__Instruction__:
Rewrite the entries from the start through the line that contains "[327, 394, 371, 418]", replacing "Localize" with "Locate" and changing nothing else. Please leave the pictures out of the answer.
-------- Material shown
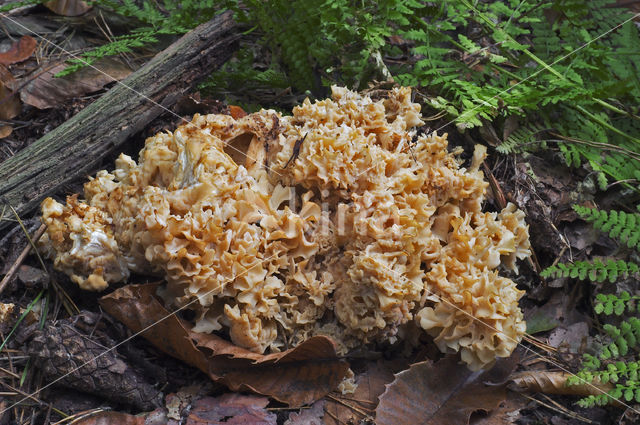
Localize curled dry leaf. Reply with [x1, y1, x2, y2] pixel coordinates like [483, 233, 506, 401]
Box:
[185, 394, 277, 425]
[100, 284, 348, 406]
[0, 64, 22, 120]
[284, 400, 326, 425]
[376, 356, 517, 425]
[0, 125, 13, 139]
[20, 58, 131, 109]
[0, 35, 38, 65]
[65, 412, 151, 425]
[509, 370, 613, 397]
[325, 360, 407, 425]
[44, 0, 91, 16]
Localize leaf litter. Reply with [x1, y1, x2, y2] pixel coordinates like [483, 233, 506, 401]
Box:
[100, 284, 348, 407]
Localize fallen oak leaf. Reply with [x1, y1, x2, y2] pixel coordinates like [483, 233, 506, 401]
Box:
[509, 370, 623, 407]
[0, 65, 22, 120]
[0, 35, 38, 65]
[100, 284, 349, 407]
[284, 400, 326, 425]
[186, 394, 277, 425]
[0, 125, 13, 139]
[65, 412, 150, 425]
[324, 360, 408, 425]
[376, 356, 517, 425]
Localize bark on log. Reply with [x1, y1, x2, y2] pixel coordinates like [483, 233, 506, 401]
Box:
[0, 12, 240, 230]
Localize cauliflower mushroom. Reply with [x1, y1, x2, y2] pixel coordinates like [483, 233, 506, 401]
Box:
[42, 87, 530, 369]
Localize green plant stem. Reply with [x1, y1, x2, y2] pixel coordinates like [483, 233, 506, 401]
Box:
[461, 0, 640, 121]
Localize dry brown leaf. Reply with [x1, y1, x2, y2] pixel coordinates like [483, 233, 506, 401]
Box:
[186, 394, 277, 425]
[74, 412, 145, 425]
[284, 400, 326, 425]
[0, 125, 13, 139]
[20, 58, 131, 109]
[44, 0, 91, 16]
[469, 391, 529, 425]
[0, 65, 22, 120]
[0, 35, 38, 65]
[100, 284, 349, 406]
[325, 360, 407, 425]
[509, 370, 613, 397]
[376, 356, 517, 425]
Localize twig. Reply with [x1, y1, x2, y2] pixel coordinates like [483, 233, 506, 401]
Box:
[324, 407, 346, 424]
[0, 224, 47, 294]
[327, 394, 371, 418]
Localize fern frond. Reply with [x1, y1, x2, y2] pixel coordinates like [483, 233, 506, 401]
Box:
[573, 205, 640, 248]
[540, 259, 639, 282]
[496, 124, 546, 154]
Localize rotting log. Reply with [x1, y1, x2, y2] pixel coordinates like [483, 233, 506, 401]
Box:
[0, 12, 240, 230]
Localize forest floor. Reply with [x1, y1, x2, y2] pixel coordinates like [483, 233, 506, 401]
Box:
[0, 3, 640, 425]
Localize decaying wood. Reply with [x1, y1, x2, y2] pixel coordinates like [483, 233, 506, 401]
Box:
[0, 13, 240, 230]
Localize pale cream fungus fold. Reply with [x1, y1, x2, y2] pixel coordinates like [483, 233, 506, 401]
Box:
[42, 87, 530, 369]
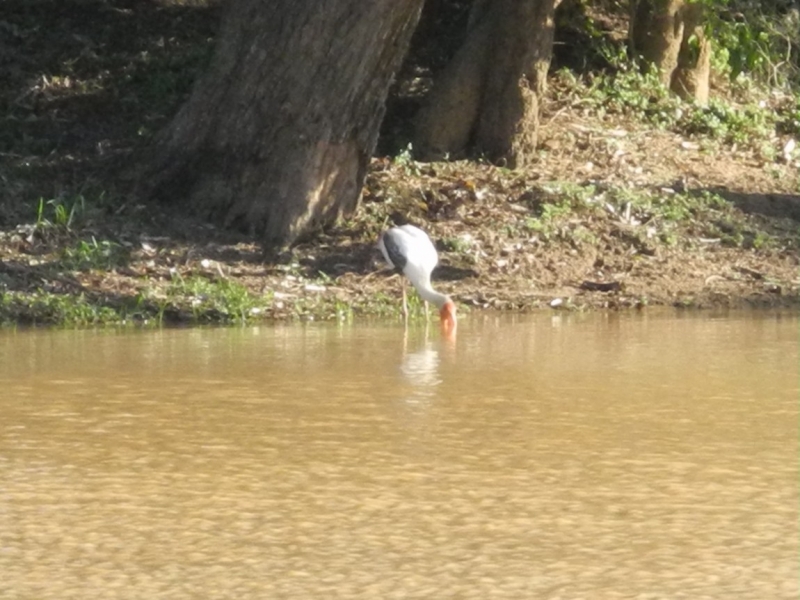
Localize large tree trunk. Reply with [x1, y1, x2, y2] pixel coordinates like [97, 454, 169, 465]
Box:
[629, 0, 711, 103]
[148, 0, 423, 249]
[414, 0, 557, 167]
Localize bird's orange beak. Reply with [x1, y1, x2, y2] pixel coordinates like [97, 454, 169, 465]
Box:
[439, 300, 458, 337]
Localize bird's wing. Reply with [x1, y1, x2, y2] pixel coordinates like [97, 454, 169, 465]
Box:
[398, 225, 439, 274]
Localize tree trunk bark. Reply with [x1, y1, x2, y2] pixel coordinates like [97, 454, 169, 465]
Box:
----------------
__Response__:
Locate curled dry leaf. Reply with [x1, y1, x2, y2] pixel coordinates like [483, 233, 506, 401]
Box:
[185, 394, 277, 425]
[100, 284, 348, 406]
[0, 64, 22, 120]
[284, 400, 326, 425]
[376, 356, 517, 425]
[0, 125, 13, 139]
[20, 58, 131, 109]
[0, 35, 38, 65]
[65, 412, 151, 425]
[509, 370, 613, 397]
[325, 360, 407, 425]
[44, 0, 91, 16]
Locate leaf litter. Reply with [x1, y1, x2, y2] pixel coordinates like [483, 233, 506, 401]
Box:
[100, 284, 348, 407]
Locate fallen oak leaf. Reply with [x1, y1, x2, y2] pixel coordinates like [483, 233, 506, 401]
Box:
[509, 370, 623, 407]
[0, 65, 22, 120]
[0, 35, 38, 65]
[100, 284, 349, 407]
[284, 400, 326, 425]
[186, 394, 277, 425]
[0, 125, 13, 139]
[65, 412, 150, 425]
[324, 360, 408, 425]
[376, 356, 517, 425]
Locate bark on log. Reply with [x1, y1, x2, y2] pixel coordinates like [483, 233, 506, 401]
Box:
[0, 12, 240, 230]
Locate cauliflower mushroom. Reply with [x1, y1, x2, y2] pixel coordinates like [483, 233, 506, 401]
Box:
[42, 87, 530, 369]
Locate green plant stem. Reply with [x1, y1, x2, y2] pixel coordinates like [483, 233, 506, 401]
Box:
[461, 0, 640, 121]
Locate dry brown leaf. Reply with [x1, y1, x2, y2] pixel coordinates like [483, 233, 506, 401]
Box:
[186, 394, 277, 425]
[74, 412, 145, 425]
[284, 400, 326, 425]
[0, 125, 13, 139]
[20, 58, 131, 109]
[44, 0, 91, 16]
[469, 391, 529, 425]
[0, 65, 22, 120]
[0, 35, 38, 65]
[100, 284, 349, 406]
[325, 360, 407, 425]
[509, 370, 613, 397]
[376, 356, 517, 425]
Locate twig. Reply with [x1, y1, x2, y2] pixel coordinates like [483, 233, 506, 401]
Box:
[324, 407, 346, 424]
[0, 224, 47, 294]
[327, 394, 371, 418]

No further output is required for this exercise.